(Entries supplied)
********************

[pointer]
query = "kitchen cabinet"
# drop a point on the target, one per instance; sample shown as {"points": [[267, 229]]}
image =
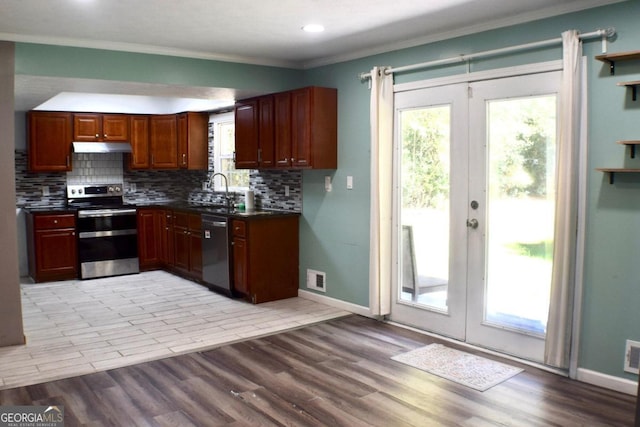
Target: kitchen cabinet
{"points": [[187, 244], [254, 133], [265, 257], [139, 158], [50, 137], [150, 238], [163, 142], [193, 141], [246, 128], [52, 246], [282, 129], [92, 127], [303, 126]]}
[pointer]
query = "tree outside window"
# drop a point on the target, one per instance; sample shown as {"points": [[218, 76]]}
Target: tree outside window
{"points": [[223, 154]]}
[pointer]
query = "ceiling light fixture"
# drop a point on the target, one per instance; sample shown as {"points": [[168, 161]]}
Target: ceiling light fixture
{"points": [[313, 28]]}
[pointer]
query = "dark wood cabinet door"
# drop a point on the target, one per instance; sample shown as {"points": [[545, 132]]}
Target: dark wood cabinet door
{"points": [[266, 145], [246, 128], [115, 127], [181, 248], [150, 238], [87, 127], [282, 129], [193, 139], [163, 136], [240, 265], [50, 137], [301, 128], [195, 254], [167, 238], [139, 157], [56, 254]]}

********************

(What you will do) Print out the material word for word, omitting the pictures.

(Correct output)
[pointer]
query = "kitchen cabinet"
# drop a point on the target, one per instance; sample shown as {"points": [[267, 229]]}
image =
Target: kitchen cabinet
{"points": [[187, 244], [254, 133], [265, 257], [139, 158], [50, 137], [150, 238], [163, 142], [193, 141], [246, 128], [52, 246], [282, 129], [92, 127], [303, 126]]}
[pointer]
query = "tree outside window"
# drop a point on the target, one per instance; sample shown as {"points": [[218, 76]]}
Target: tree outside window
{"points": [[223, 154]]}
[pointer]
query = "ceiling light fixture"
# drop a point on the target, one per instance; sample shown as {"points": [[168, 161]]}
Target: ceiling light fixture
{"points": [[313, 28]]}
[pointer]
query = "dark wood cabinet door"
# drop a point on the target, one per instance; sample shown as {"points": [[545, 132]]}
Target: dark wood cabinet door
{"points": [[266, 145], [246, 128], [115, 127], [181, 248], [150, 238], [87, 127], [282, 129], [193, 139], [163, 136], [240, 265], [50, 137], [301, 128], [195, 254], [167, 238], [139, 157], [56, 254]]}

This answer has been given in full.